_EXERCISE DETAILS_. Please show every line in the items below that contains the string "bell", treating uppercase and lowercase as different.

:: SUPPLIED DATA ::

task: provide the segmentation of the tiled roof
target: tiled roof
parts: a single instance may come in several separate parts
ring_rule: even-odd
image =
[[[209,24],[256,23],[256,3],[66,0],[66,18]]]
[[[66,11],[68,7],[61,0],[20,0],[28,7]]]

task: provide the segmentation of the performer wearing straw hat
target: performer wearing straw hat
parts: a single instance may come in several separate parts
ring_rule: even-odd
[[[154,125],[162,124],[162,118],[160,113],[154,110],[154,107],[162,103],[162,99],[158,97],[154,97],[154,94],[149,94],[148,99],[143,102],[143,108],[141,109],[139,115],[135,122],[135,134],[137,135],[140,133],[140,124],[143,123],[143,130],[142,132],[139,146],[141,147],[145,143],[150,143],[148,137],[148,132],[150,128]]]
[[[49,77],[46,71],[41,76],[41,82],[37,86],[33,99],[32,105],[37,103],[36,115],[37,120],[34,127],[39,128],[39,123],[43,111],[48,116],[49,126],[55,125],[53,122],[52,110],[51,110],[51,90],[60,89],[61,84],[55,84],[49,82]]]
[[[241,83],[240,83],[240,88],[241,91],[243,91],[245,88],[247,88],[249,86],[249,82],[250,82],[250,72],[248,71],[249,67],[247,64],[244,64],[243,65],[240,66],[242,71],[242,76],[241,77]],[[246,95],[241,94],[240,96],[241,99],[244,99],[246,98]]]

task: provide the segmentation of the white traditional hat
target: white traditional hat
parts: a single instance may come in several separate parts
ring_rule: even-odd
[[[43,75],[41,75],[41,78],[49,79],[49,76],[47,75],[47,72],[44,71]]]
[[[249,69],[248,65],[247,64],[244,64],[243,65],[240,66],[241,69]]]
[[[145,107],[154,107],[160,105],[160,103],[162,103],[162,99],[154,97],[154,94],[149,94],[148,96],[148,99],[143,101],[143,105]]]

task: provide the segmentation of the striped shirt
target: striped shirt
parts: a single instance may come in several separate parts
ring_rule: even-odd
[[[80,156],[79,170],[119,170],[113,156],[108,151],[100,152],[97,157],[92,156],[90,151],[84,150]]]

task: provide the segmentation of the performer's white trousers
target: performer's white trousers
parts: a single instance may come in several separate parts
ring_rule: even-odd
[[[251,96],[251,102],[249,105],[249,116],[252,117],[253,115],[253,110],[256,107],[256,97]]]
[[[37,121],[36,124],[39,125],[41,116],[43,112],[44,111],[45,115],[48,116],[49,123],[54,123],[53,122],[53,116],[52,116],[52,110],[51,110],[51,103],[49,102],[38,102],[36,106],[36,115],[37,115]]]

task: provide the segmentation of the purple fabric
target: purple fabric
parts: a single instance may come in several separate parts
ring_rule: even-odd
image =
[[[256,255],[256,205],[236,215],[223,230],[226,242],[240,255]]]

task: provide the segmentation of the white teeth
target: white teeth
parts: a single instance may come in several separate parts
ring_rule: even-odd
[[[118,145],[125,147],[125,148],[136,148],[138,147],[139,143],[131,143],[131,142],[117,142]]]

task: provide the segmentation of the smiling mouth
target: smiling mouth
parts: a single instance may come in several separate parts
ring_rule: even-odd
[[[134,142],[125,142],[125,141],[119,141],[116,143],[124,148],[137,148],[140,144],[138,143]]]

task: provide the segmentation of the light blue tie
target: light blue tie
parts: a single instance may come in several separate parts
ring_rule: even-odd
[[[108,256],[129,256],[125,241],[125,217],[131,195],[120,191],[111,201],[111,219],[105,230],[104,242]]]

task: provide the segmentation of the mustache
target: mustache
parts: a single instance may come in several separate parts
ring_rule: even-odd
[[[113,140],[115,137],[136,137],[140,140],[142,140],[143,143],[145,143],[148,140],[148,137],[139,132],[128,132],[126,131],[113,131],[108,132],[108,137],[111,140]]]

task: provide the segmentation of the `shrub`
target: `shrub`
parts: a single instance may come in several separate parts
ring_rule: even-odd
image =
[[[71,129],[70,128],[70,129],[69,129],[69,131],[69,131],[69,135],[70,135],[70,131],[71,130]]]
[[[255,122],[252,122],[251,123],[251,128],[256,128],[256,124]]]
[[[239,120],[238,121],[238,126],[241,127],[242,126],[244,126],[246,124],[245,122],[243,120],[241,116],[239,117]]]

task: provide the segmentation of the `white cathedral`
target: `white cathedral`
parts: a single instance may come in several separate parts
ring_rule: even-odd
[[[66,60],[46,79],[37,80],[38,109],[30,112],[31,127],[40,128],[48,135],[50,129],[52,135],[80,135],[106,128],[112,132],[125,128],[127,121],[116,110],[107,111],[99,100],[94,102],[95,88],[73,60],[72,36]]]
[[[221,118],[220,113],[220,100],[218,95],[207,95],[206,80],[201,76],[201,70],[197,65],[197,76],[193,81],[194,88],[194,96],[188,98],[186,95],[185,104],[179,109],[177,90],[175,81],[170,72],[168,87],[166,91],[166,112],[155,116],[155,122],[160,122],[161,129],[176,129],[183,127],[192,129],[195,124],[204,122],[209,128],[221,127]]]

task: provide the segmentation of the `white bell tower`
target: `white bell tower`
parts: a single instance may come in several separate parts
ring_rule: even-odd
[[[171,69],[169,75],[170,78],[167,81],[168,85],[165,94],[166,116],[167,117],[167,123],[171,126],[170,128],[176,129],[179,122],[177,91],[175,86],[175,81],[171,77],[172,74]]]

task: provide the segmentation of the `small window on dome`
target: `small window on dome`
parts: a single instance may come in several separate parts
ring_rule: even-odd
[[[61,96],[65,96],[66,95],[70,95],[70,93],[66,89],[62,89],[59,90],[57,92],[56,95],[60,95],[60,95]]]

:::

_WRITTEN ANSWER_.
task: provide the segmentation of the `white bell tower`
target: `white bell tower`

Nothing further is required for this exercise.